**Problems to work on:**
1. Using the passage about generic Sofosbuvir, decide whether each statement agrees with it: (a) The Indian patent office judged that Sofosbuvir lacked enough new or innovative concepts to warrant a patent. (b) The generic tablets were expected to sell in India for around $50 each. (c) The mate's news came from a doctor he had been speaking to. Answer yes or no for each, quoting the words of the passage that decide it.
2. Repeat the passage about generic Sofosbuvir word for word between "Suddenly things were" and "and easily available.", inclusive.

**Text passage:**
########

Back at home, a few weeks went by during which time I got over the disappointment and made the decision to focus on disease management until something new came up. Good diet, plenty of fresh air and exercise. Tasmania was a good place for all that.

Then one day a mate called me to say that he had some very interesting news. It was hush hush but he had been speaking to a doctor who told him that the Indian government had refused to grant GILEAD a patent for Sofosbuvir and that the Indian pharmaceutical companies were going to manufacture a generic Sofosbuvir which would be for sale in India for around $5 a tablet (not the $1,000 per tablet GILEAD charged), or about $500 for the three month course.

Suddenly things were looking up. Off to Google again to find out what was happening.

The Indian government’s patent office had declared that Sofosbuvir did not include enough new or innovative concepts to warrant a patent. They stated that it simply used a different configuration of known anti-virals. Indian pharmaceutical companies could copy Sofosbuvir easily because all the IT was in the patent and easily available.

########

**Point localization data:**
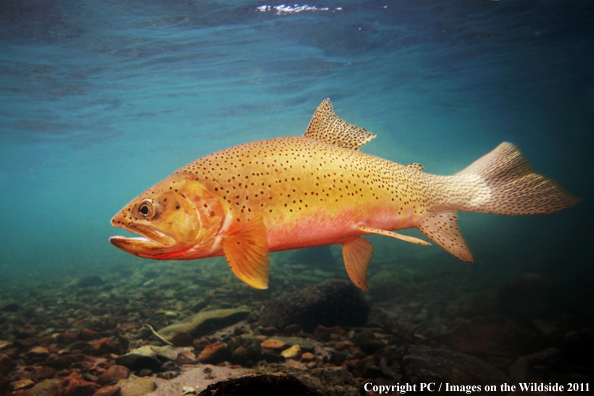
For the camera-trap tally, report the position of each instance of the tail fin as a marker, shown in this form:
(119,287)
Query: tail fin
(501,182)
(505,183)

########

**Answers to each task:**
1.
(a) Yes: "Sofosbuvir did not include enough new or innovative concepts to warrant a patent"
(b) No: "for sale in India for around $5 a tablet"
(c) Yes: "he had been speaking to a doctor"

2.
Suddenly things were looking up. Off to Google again to find out what was happening.

The Indian government’s patent office had declared that Sofosbuvir did not include enough new or innovative concepts to warrant a patent. They stated that it simply used a different configuration of known anti-virals. Indian pharmaceutical companies could copy Sofosbuvir easily because all the IT was in the patent and easily available.